Stated goal: Convert the stretch of items from the line containing "164, row 171." through the end of the items into a two-column CSV with the header row instruction,points. Give one row per item, placing its text and its answer each in a single double-quoted field with line breaks replaced by spaces.

Records for processing:
* * * *

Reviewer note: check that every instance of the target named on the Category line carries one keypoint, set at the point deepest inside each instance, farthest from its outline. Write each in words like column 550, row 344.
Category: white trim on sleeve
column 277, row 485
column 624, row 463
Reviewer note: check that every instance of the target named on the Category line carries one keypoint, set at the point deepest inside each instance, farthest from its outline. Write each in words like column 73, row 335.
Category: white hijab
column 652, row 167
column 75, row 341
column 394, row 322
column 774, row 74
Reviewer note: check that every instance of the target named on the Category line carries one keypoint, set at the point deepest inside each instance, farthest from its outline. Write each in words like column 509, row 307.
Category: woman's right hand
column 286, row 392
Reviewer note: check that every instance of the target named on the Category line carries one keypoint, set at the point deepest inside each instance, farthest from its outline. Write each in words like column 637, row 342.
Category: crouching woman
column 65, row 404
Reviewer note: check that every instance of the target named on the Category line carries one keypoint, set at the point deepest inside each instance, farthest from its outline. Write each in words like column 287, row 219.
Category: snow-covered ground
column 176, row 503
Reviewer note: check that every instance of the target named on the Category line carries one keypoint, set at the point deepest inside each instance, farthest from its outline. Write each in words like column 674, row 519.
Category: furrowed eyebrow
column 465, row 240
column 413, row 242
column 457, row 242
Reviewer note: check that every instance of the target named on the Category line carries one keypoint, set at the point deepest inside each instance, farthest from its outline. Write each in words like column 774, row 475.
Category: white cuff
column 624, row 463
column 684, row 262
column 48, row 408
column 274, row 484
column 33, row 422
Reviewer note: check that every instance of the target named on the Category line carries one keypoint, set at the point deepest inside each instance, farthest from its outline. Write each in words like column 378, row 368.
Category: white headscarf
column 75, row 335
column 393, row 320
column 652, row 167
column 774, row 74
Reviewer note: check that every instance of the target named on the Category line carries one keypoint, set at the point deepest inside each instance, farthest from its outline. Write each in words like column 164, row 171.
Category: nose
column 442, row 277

* * * *

Output of the task:
instruction,points
"Reviewer note: check that every instance of the target named on the Category line carries one keypoint, set at the point deepest inside each instance, farthest from its outline. Write each in words like column 164, row 171. Category: nose","column 442, row 277"